The guidelines below will predominantly be focusing on field potato production as one form among of growing the crop among various other methods such greenhouse production and the recently popular sack production.
Potatoes grow well on a wide variety of both alkaline and acidic soils but deep, well drained and friable sand-clay or organic-rich loam soils with a pH of around 5.4 are more ideal. Peat or muck is especially very high yielding when adequately drained.
The summer crop is usually planted in November. The first irrigated crop is grown in February to April whereas the second irrigated crop is grown in late July to August, generally when the soil temperature is higher than 7 degrees Celsius and lower than 21 degrees Celsius. Depending on the variety, potatoes usually take 90 to 120 days to reach maturity.
The development of shoots that will grow into new plants is meant to ensure quick, uniform and full germination and can be done through chitting trays, force sprouting or chemical sprouting Each tuber usually has 2 to 10 buds and tubers that are smaller than 25 mm should not be used.
Because of a poorly developed root system, fertilizer is applied at the time of planting and preferably placed at the same level as or under the seed tubers. Compound C (5:15:122) and potassium nitrate (13:0:46) are recommended as basal dressing and top dressing (split application at 4, 8 and 12 weeks) respectively.
Ridging, which improves soil aeration, enhances tuber growth and minimizes tuber greening, is simply the process of adding soil to the crop such that the bed height is increased. Cultivation or ridging, which should be avoided when the soil is wet to reduce clodding and compaction, is especially important if the potatoes are planted on a flat field.
Whilst differing from variety to variety, 500 mm to 900 mm of water is usually the requirement for optimal quality and quantity of potato yields. Light frequent showers or application of water ensure an adequate supply of moisture throughout all the group stages of the crop, particularly during tuber initiation and tuber enlargement.
Whilst annual weeds like nightshade are easier to control, perennial ones like nutsedges and quack grass are the most problematic to deal with (which when left unattended to, can cause significant reductions in both quantity and quality.

━━━━━━━━

## Questions on the material
A - Translate this sentence from the potato production guidelines into Spanish: "Depending on the variety, potatoes usually take 90 to 120 days to reach maturity."
B - Decide whether each statement agrees with the potato production guidelines, answering yes or no and quoting the words that decide it: (i) Ridging should be avoided when the soil is wet. (ii) Tubers smaller than 25 mm are suitable for planting. (iii) The summer crop is usually planted in February.
C - Continue the potato production guidelines from where they stop.

## Dataset excerpts
━━━━━━━━

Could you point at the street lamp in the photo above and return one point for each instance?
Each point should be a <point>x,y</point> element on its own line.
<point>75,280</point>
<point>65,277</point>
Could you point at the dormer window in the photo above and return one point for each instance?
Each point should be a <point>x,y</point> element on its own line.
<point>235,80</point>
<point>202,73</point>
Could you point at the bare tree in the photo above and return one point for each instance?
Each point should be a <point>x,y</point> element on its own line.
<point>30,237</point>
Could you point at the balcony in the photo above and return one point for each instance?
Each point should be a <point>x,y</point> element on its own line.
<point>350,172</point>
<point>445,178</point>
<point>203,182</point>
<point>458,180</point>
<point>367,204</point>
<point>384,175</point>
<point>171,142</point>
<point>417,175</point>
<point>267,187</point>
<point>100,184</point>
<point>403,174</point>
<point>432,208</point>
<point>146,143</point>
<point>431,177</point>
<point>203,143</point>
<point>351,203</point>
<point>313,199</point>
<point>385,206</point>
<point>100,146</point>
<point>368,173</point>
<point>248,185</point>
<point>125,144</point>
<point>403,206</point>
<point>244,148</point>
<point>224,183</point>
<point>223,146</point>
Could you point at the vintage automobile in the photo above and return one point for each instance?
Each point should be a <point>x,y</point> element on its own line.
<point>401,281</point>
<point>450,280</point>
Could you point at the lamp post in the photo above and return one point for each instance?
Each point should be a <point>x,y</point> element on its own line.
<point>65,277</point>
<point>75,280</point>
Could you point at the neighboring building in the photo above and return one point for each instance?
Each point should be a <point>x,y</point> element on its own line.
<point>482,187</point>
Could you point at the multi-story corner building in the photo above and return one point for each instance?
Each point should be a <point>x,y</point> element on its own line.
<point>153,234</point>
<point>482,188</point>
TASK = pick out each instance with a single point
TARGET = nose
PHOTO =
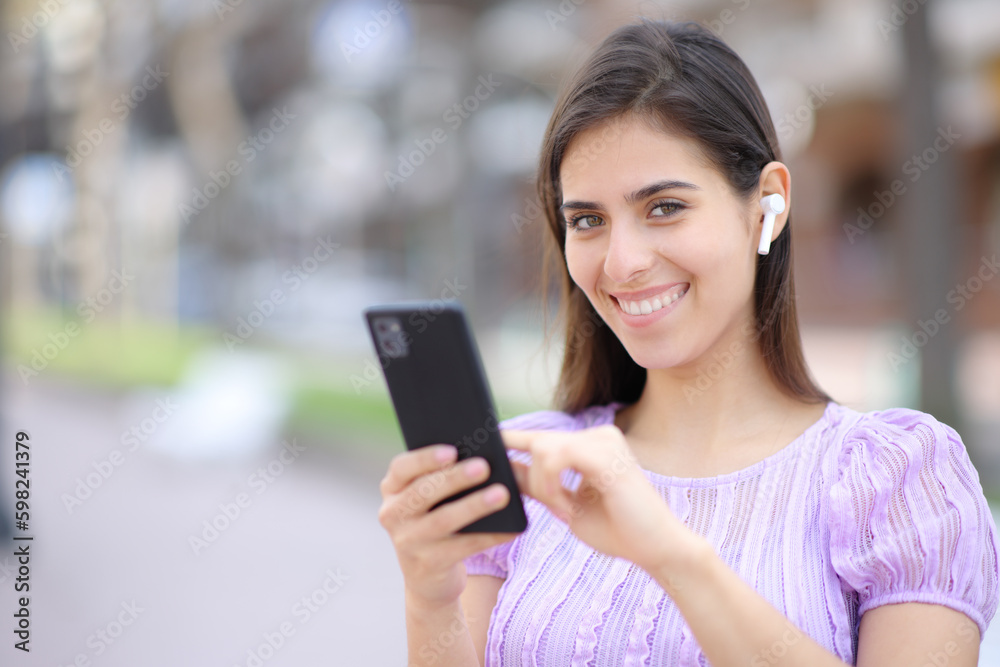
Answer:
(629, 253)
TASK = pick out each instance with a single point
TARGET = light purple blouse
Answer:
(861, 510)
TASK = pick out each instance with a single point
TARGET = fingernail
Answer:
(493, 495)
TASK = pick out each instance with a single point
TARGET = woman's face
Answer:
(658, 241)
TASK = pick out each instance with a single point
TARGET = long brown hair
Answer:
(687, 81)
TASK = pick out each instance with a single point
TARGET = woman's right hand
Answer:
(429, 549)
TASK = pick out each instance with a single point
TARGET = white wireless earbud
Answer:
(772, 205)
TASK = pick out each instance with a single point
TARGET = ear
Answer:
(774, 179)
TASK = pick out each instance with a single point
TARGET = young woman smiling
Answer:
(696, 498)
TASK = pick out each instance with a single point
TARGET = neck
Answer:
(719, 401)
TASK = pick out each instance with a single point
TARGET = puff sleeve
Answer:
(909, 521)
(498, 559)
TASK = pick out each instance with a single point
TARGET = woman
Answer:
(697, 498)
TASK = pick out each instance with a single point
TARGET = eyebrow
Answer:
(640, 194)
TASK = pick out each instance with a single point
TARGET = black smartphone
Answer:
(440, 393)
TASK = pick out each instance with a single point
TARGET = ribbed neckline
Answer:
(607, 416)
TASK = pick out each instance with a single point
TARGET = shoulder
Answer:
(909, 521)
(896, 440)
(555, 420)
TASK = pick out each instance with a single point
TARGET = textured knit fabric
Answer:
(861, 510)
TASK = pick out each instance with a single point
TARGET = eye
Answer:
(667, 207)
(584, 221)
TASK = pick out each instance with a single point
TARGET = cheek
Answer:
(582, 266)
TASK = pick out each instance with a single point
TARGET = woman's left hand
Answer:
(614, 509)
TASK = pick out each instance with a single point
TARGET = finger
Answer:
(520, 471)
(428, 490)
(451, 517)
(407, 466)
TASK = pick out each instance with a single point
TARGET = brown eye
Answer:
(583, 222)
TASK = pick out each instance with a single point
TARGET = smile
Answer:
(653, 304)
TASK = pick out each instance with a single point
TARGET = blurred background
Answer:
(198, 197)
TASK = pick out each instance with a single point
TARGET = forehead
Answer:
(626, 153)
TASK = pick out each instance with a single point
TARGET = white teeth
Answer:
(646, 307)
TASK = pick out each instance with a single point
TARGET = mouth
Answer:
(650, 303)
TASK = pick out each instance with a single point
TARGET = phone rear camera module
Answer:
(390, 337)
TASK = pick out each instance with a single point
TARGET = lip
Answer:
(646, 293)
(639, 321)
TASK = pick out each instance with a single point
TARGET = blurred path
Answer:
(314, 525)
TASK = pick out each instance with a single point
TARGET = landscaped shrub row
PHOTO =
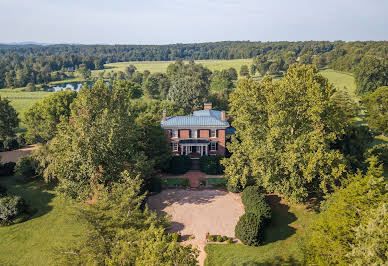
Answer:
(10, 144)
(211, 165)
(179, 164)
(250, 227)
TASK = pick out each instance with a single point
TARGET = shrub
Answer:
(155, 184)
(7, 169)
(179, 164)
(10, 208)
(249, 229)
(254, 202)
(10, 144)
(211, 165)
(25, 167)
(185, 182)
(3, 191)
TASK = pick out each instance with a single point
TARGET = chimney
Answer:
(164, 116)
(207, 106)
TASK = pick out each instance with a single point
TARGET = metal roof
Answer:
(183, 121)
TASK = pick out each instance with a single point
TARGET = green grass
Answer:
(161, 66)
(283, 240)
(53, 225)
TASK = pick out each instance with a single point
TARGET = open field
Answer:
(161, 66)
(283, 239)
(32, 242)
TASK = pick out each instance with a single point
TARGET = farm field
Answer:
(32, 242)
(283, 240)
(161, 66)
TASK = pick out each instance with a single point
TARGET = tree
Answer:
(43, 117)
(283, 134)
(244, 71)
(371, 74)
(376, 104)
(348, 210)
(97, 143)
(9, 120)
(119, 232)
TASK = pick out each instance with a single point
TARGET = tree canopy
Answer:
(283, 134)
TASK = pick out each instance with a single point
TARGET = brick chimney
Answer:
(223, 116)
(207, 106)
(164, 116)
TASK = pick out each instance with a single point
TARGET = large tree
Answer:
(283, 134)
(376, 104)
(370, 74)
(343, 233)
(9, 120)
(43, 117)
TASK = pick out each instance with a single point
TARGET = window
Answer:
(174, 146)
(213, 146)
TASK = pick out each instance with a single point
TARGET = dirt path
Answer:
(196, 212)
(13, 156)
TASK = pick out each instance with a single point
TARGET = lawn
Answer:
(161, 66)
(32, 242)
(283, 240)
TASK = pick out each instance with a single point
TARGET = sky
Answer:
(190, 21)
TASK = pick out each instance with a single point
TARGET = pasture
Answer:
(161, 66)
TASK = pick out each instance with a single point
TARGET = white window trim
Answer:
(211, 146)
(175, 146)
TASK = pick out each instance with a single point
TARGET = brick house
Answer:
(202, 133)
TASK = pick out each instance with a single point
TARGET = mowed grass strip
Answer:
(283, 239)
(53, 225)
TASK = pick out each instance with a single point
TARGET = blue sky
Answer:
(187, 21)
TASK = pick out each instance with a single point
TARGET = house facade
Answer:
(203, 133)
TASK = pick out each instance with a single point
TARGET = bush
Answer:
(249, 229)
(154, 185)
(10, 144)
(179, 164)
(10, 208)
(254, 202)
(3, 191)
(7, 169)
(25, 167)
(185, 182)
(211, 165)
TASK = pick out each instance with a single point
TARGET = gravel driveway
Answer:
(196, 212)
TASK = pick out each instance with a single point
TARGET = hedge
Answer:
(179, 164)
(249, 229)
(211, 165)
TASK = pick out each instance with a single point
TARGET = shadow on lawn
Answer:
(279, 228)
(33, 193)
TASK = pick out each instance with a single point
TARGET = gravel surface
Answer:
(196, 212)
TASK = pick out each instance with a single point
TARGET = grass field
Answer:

━━━━━━━━

## Solved problems
A - Según la variedad, las papas suelen tardar entre 90 y 120 días en alcanzar la madurez.

B -
(i) Yes: "should be avoided when the soil is wet to reduce clodding and compaction"
(ii) No: "tubers that are smaller than 25 mm should not be used"
(iii) No: "The summer crop is usually planted in November."

C -
Pests and Diseases
Nematodes, red spider mite, cutworms, tuber moth, potato leaf hopper and aphids, amongst many others, are a farmer’s pest nightmare in the growing of potatoes. Early blight, late blight, common scab and bacterial wilt are some of the most common diseases. Early identification, treatment and control of pests and diseases is always encouraged before any significant damage to the crop is done.
Common physiological disorders
Defects to both the foliage and tubers, which come from several environmental (natural) and human induced factors, almost always negatively affect the development of the crop and consequently the market of the product. These defects, which can be minimized by proper cultural management, include abnormal foliage color, damaged or torn leaves as well as growth cracks or secondary growth on the tubers. Establishing a uniform stand, monitoring soil moisture, applying irrigation in a timely manner, fertilizing based on soil tests and establishing proper storage conditions will help reduce losses caused by many of these physiological disorders.
Farmers should wait until the tops of the vines have completely died before beginning to harvest. When the vines are dead, it is a sure sign that the potatoes have finished growing and are ready to be harvested. To facilitate harvesting, the potato vines should be removed two weeks before the potatoes are dug up. Depending on the scale of production, potatoes are harvested using a spading fork, a plough/ripper or a commercial potato harvester that unearths the plant and shakes the soil from the tubers.